* _Data for analysis_:
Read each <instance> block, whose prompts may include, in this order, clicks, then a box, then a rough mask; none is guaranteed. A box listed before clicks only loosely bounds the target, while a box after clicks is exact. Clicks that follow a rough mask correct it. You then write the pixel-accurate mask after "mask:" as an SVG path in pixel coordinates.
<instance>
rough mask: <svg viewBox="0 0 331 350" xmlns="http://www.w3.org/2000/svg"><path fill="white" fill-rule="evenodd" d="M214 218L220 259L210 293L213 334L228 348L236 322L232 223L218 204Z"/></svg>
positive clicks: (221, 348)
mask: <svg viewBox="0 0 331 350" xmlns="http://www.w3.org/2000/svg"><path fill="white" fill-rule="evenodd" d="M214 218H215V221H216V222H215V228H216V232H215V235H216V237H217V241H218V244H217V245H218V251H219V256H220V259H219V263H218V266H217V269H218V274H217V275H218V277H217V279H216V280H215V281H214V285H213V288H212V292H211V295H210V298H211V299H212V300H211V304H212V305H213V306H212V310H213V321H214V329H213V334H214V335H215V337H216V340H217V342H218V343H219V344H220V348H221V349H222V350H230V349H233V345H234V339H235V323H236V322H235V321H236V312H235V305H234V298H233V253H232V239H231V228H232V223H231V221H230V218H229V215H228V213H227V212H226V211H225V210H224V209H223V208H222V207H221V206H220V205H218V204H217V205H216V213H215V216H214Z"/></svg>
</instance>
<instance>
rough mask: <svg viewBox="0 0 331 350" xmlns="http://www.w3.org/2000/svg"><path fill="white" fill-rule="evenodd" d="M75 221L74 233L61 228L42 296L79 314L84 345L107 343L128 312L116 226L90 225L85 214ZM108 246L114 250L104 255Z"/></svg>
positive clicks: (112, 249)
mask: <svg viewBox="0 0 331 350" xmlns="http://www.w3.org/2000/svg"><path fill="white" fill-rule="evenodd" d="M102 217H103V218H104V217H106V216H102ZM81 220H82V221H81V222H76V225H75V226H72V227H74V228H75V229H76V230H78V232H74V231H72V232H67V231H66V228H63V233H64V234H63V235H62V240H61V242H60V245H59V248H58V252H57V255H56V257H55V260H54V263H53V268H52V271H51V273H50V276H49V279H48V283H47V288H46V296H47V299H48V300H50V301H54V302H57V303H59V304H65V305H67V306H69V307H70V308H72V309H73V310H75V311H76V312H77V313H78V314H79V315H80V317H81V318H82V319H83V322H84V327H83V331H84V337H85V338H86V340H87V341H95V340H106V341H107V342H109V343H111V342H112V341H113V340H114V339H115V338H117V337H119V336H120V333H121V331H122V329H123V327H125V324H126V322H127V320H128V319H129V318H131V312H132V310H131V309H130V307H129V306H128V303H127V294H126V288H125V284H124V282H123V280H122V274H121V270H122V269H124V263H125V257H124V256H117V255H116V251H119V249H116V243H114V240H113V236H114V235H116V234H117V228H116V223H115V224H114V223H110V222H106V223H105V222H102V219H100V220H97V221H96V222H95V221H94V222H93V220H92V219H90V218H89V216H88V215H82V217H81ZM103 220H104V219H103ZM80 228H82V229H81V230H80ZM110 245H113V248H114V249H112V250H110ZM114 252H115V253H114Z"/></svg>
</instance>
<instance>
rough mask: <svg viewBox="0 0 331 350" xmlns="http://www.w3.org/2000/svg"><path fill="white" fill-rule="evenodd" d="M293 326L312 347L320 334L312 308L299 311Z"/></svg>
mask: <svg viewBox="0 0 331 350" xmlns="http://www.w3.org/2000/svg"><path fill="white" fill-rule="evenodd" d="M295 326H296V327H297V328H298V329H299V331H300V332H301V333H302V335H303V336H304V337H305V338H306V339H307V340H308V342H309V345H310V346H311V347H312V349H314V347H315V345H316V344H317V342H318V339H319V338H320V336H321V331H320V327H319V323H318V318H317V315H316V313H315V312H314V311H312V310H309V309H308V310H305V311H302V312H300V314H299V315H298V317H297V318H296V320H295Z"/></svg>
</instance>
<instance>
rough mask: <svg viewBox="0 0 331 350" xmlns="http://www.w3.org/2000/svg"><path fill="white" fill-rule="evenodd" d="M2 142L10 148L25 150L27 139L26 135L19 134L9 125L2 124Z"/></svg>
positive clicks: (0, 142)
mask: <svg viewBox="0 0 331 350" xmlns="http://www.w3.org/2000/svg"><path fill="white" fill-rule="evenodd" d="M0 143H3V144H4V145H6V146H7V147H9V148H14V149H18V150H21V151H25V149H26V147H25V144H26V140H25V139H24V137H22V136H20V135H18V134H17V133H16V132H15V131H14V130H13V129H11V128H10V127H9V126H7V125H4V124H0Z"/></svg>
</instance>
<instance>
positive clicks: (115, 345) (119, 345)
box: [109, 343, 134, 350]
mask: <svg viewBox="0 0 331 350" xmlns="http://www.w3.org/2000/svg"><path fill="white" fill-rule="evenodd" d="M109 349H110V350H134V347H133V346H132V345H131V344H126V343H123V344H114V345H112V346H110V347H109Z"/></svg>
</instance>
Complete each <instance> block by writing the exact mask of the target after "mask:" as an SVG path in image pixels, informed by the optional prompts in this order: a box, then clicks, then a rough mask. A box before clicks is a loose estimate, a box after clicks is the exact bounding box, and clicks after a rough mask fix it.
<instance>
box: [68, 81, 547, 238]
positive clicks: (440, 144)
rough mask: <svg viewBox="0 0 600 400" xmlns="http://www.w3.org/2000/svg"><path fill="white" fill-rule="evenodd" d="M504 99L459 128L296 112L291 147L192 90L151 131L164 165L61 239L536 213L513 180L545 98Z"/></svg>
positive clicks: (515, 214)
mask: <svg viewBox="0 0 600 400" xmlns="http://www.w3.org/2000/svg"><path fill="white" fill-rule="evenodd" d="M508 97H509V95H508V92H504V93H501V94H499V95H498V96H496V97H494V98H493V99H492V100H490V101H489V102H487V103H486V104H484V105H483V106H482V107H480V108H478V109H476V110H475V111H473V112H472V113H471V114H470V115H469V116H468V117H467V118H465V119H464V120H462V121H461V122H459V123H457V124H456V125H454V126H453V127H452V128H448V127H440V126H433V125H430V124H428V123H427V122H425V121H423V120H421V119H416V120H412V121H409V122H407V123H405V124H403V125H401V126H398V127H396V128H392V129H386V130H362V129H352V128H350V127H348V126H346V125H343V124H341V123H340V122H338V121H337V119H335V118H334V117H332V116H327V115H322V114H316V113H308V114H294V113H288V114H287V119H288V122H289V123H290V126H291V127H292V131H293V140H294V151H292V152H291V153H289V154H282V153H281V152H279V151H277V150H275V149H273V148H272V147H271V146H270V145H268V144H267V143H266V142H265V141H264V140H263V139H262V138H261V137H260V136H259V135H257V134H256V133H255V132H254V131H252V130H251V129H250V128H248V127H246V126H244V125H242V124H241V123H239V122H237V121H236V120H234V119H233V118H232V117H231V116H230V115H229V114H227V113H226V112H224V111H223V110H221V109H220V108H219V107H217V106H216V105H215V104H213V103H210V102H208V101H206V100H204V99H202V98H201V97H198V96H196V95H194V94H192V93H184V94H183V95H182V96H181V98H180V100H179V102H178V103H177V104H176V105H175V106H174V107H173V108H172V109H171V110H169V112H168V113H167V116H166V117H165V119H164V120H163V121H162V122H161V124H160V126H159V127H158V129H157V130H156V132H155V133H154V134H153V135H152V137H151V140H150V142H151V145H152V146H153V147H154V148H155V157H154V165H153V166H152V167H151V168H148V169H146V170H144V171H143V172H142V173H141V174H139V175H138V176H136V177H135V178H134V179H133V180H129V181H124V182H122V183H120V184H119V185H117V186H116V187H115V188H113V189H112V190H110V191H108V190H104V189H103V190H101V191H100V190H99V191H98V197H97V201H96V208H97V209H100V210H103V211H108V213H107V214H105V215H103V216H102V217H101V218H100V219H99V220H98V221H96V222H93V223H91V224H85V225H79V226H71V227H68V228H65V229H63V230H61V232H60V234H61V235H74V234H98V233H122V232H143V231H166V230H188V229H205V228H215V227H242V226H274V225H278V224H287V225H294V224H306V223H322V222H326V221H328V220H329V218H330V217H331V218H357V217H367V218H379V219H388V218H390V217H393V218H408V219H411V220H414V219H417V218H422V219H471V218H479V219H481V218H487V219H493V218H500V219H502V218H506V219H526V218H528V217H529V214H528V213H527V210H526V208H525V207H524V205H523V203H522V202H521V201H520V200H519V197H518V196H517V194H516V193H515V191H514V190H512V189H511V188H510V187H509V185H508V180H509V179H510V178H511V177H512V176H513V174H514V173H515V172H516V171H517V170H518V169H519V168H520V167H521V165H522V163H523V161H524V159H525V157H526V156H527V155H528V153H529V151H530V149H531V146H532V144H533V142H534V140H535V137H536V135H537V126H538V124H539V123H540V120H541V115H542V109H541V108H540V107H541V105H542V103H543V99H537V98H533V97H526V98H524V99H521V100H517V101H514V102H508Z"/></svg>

* _Exercise prompt_: Word for word, reproduce the lines of the listing from the first one through the line containing "221L74 233L61 228L42", and no more.

* _Output of the task_:
Read each <instance> block, whose prompts may include, in this order, clicks, then a box, then a rough mask; none is guaranteed. A box listed before clicks only loosely bounds the target, while a box after clicks is exact. Clicks that follow a rough mask correct it. You then write the pixel-accurate mask after "mask:" as an SVG path in pixel coordinates.
<instance>
rough mask: <svg viewBox="0 0 331 350" xmlns="http://www.w3.org/2000/svg"><path fill="white" fill-rule="evenodd" d="M214 218L220 259L210 293L213 334L228 348L236 322L232 223L218 204Z"/></svg>
positive clicks: (221, 348)
mask: <svg viewBox="0 0 331 350" xmlns="http://www.w3.org/2000/svg"><path fill="white" fill-rule="evenodd" d="M214 218H215V221H216V222H215V228H216V232H215V235H216V237H217V241H218V244H217V245H218V251H219V256H220V259H219V263H218V266H217V269H218V274H217V275H218V277H217V279H216V280H215V281H214V285H213V288H212V292H211V295H210V298H211V299H212V300H211V304H212V305H213V306H212V310H213V321H214V329H213V334H214V335H215V337H216V340H217V342H218V343H219V344H220V348H221V349H222V350H230V349H233V345H234V339H235V323H236V322H235V321H236V312H235V305H234V298H233V253H232V239H231V228H232V223H231V221H230V218H229V215H228V213H227V212H226V211H225V210H224V209H223V208H222V207H221V206H220V205H218V204H217V205H216V213H215V216H214Z"/></svg>
</instance>
<instance>
rough mask: <svg viewBox="0 0 331 350" xmlns="http://www.w3.org/2000/svg"><path fill="white" fill-rule="evenodd" d="M75 221L74 233L61 228L42 296L79 314L84 345L107 343L128 312L116 226L90 225L85 214ZM108 246L114 250L104 255Z"/></svg>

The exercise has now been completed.